_The task_.
Rewrite all of the records with "Drop one marker per instance" replaced by "Place one marker for each instance" throughout, leaving everything else unchanged, and omit the pictures.

_Stored data_.
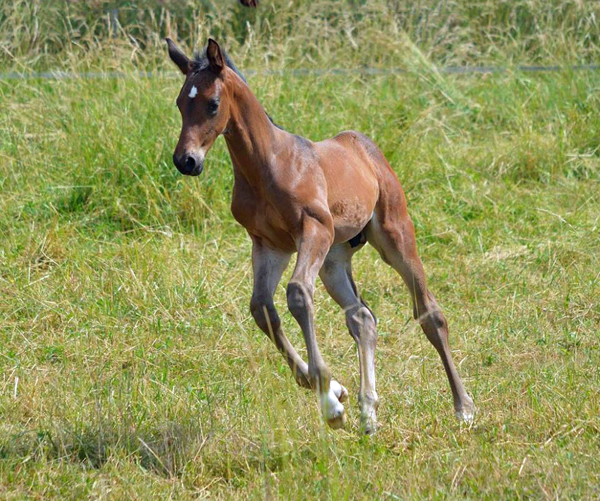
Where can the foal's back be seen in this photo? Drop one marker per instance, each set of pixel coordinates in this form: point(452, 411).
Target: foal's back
point(357, 176)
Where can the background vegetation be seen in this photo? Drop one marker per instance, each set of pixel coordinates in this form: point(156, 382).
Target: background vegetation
point(129, 364)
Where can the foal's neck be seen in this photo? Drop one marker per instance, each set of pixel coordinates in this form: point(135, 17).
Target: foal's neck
point(252, 139)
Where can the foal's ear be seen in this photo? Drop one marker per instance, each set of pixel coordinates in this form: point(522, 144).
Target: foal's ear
point(215, 57)
point(178, 57)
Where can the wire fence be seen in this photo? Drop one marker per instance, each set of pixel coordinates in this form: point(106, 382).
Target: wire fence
point(451, 70)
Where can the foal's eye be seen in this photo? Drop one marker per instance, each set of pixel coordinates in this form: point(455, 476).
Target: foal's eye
point(213, 106)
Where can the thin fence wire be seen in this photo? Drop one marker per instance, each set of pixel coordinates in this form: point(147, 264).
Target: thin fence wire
point(452, 70)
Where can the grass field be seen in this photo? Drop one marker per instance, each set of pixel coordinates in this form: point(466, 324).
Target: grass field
point(130, 366)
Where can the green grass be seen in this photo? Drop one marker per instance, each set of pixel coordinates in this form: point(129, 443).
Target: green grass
point(130, 366)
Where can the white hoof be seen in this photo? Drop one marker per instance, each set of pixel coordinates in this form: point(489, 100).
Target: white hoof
point(339, 391)
point(331, 408)
point(368, 422)
point(467, 412)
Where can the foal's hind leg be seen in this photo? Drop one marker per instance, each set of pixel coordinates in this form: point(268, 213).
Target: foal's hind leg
point(268, 266)
point(336, 275)
point(391, 232)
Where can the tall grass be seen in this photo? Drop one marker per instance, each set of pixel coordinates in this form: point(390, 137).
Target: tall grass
point(59, 33)
point(130, 367)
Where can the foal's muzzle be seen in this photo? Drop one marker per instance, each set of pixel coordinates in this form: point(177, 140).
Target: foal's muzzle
point(189, 164)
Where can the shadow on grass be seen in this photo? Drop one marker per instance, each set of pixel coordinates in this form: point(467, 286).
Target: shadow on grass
point(164, 450)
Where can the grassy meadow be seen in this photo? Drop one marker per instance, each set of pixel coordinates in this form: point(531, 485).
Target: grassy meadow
point(130, 366)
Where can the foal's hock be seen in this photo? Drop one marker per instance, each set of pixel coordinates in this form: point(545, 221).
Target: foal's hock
point(324, 200)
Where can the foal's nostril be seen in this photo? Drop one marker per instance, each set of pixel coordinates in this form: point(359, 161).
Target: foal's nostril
point(190, 163)
point(176, 161)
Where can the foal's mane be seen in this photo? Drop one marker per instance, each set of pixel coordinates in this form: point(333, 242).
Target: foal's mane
point(200, 62)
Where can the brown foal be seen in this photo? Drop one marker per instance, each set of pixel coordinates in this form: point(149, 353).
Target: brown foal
point(324, 200)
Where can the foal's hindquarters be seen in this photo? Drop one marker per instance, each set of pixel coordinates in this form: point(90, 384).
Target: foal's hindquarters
point(390, 230)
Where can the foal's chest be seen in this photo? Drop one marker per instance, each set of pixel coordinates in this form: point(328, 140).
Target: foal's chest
point(259, 217)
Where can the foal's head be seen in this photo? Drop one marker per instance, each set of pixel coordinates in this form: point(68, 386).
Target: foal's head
point(204, 103)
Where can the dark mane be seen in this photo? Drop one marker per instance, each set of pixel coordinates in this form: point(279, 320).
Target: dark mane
point(200, 62)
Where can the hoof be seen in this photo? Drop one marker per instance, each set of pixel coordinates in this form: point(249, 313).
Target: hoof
point(339, 391)
point(331, 408)
point(337, 422)
point(466, 413)
point(368, 423)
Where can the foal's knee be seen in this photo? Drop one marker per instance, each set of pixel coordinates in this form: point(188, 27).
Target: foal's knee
point(299, 298)
point(362, 324)
point(264, 313)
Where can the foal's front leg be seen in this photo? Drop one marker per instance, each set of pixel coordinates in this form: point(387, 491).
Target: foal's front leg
point(314, 245)
point(268, 265)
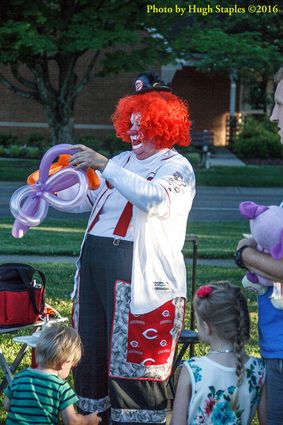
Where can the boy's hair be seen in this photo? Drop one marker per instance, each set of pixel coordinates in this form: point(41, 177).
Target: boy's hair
point(225, 308)
point(57, 344)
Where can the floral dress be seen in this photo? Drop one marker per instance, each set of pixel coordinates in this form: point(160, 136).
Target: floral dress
point(213, 386)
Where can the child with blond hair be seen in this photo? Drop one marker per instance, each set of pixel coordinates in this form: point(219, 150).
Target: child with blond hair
point(226, 386)
point(38, 396)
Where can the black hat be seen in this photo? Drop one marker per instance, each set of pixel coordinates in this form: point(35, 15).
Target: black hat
point(149, 81)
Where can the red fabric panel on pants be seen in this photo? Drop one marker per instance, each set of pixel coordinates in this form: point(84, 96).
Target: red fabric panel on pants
point(149, 335)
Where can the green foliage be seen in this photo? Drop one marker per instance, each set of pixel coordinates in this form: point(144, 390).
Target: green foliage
point(8, 139)
point(14, 151)
point(223, 42)
point(258, 139)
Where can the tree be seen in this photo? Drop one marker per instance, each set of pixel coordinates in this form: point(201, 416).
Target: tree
point(38, 36)
point(225, 41)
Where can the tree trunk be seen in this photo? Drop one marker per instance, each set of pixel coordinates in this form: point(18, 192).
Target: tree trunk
point(61, 127)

_Reply to the exercise_.
Where can the foal's back be seen in this photo? Place one marker for each instance, each set of pixel coordinates in this form: point(452, 411).
Target: foal's back
point(357, 176)
Where can the background vegetation be seen in this photo? Place one marker for each instance, each set of pixel coordinates in this form: point(156, 382).
Target: background vegetation
point(129, 364)
Where can the foal's neck be seen in this photo? Place one marker for each instance, each set of pixel coordinates in this form: point(135, 17).
Target: foal's neck
point(252, 139)
Where can the foal's ear be seen in this photo? Place one marker for each instance, each set of pixel coordinates in this form: point(522, 144).
Target: foal's ear
point(215, 57)
point(178, 57)
Where can the wire fence be seen in this photo? Place one marker for each instance, each set of pixel coordinates in this form: point(106, 382).
Target: wire fence
point(451, 70)
Where can the foal's eye be seen in this photo? Place one marker for each instance, each set of pixel coordinates in this form: point(455, 476).
Target: foal's eye
point(213, 106)
Where can the thin fence wire be seen in this photo? Place one marker for each instance, each set of pixel coordinates in this form: point(147, 264).
Target: thin fence wire
point(452, 70)
Where can the grass field be seen in this photo? Place one marker for each instance, each set of pixel coordinates in this form: point(466, 324).
Target: grass field
point(130, 366)
Where can the green grass be seen in this photo? Place one marker for each instance, each set of pixel coordinates in this form: point(129, 443).
Target: green grass
point(130, 366)
Where can the white hoof be seen in this photo? Place one marker for each instance, each set of pixel coordinates in this form: point(489, 100).
Target: white hoof
point(339, 391)
point(331, 408)
point(368, 422)
point(467, 412)
Where can the foal's hind leg be seen in this photo? Place one marker for each instance, each set of pixel coordinates in this form: point(268, 213).
Target: foal's hind leg
point(268, 266)
point(336, 275)
point(391, 232)
Where can the tall grass be seen in this photo? Place one marker for each instance, each set of pixel coordinates in this form: point(390, 137).
Target: tall grass
point(59, 33)
point(130, 367)
Where can the foal's muzzle be seen in this photo? Place one marker for each instance, each set of pixel coordinates in this form: point(177, 140).
Target: foal's muzzle
point(189, 164)
Where can the shadow on grass be seen in this photo? Place one marker for each instance, each set of pixel coordinates in this form: point(467, 286).
Target: shadow on grass
point(164, 450)
Where can the grassy meadow be seen in this photo? Place one marker for each instance, each set of pixel coordinates in this form: point(531, 485).
Target: grassy meadow
point(130, 366)
Where can the foal's hock be seen in this photo? Place one marker for each instance, each set of pixel coordinates in this form: point(545, 221).
Target: foal's hock
point(324, 200)
Where can the foal's nostril be seen in this photo? Place one marker for each instance, each set of pixel coordinates in this form: point(359, 161).
Target: foal's nostril
point(190, 163)
point(176, 161)
Where can the foal's mane be seen in this photo? Place one marker for each instance, each set of pixel coordinates in this form: point(333, 242).
Target: foal's mane
point(200, 62)
Where can the brown foal be seen in this photo? Place one marker for each instance, each set of pixel coordinates in this form: point(149, 353).
Target: brown foal
point(324, 200)
Where can the foal's hindquarters be seen in this photo? Place one marker for each instance, each set of pixel coordinates in this form: point(90, 384).
Target: foal's hindquarters
point(390, 230)
Where can the foal's chest be seen in this photo? Place one marker for each instance, each set of pixel coordinates in this form: point(328, 140).
Target: foal's chest
point(259, 217)
Where can the foal's head be seen in this photo? Place one marker for each instance, each set of pixel coordinates in this form: point(68, 386).
Target: foal's head
point(204, 103)
Where can the dark mane be seen in this photo? Place one marker for each instance, each set of pixel coordinates in this form: point(279, 320).
Target: dark mane
point(200, 62)
Where can the hoof be seen in this photo? Place one marker for each instance, each set of pixel coordinates in this form: point(249, 313).
Target: hoof
point(339, 391)
point(331, 408)
point(337, 422)
point(466, 413)
point(368, 423)
Where can the foal's knee be seen in this photo? Place one marker for each instance, each set of pixel coordinates in this form: point(188, 27).
Target: foal's knee
point(299, 298)
point(362, 324)
point(264, 313)
Where can the foal's front leg be seen in this photo? Place one marker for each instance, each set of pixel coordinates in this form: point(387, 491).
Target: foal's front leg
point(314, 245)
point(268, 265)
Where can the boy's hair be seen in this photo? Place one marker for each instance, each set of pixel coordinates in this form: point(41, 177).
Target: boy's hair
point(225, 308)
point(57, 344)
Where can the floral dress be seen in this photo? Place one marker for each instance, each set of pixel coordinates in this form: point(160, 136).
Target: floral dress
point(213, 386)
Where can the child with blond hair be seen in this photo? Place one marker for each instance, each set of pixel coordinates in this form: point(219, 150).
Target: child with blond hair
point(226, 386)
point(38, 396)
Where can the black hat be seen in this photo? Place one marker for each instance, each set of pixel coordinates in this form: point(35, 15).
Target: black hat
point(149, 81)
Where can the red fabric panel on pants be seen in this photo? Place one marker for each instance, each set of pixel coordinates in this form: point(84, 96).
Target: red fabric panel on pants
point(149, 335)
Where can the green foliage be seen in this photo? Place one marker for each instance, each set of pixel coordinates in this form: point(144, 390).
Target: green foliage
point(8, 139)
point(14, 151)
point(223, 42)
point(258, 139)
Where can the tree be seen in this photo? Place one marker for each instance, each set of pixel coordinates in this form: point(201, 416).
Target: tree
point(38, 36)
point(225, 41)
Where can the tree trunk be seen in this photo? Place one marker for each instance, each set of pixel coordinates in this form: point(18, 192).
Target: tree trunk
point(61, 127)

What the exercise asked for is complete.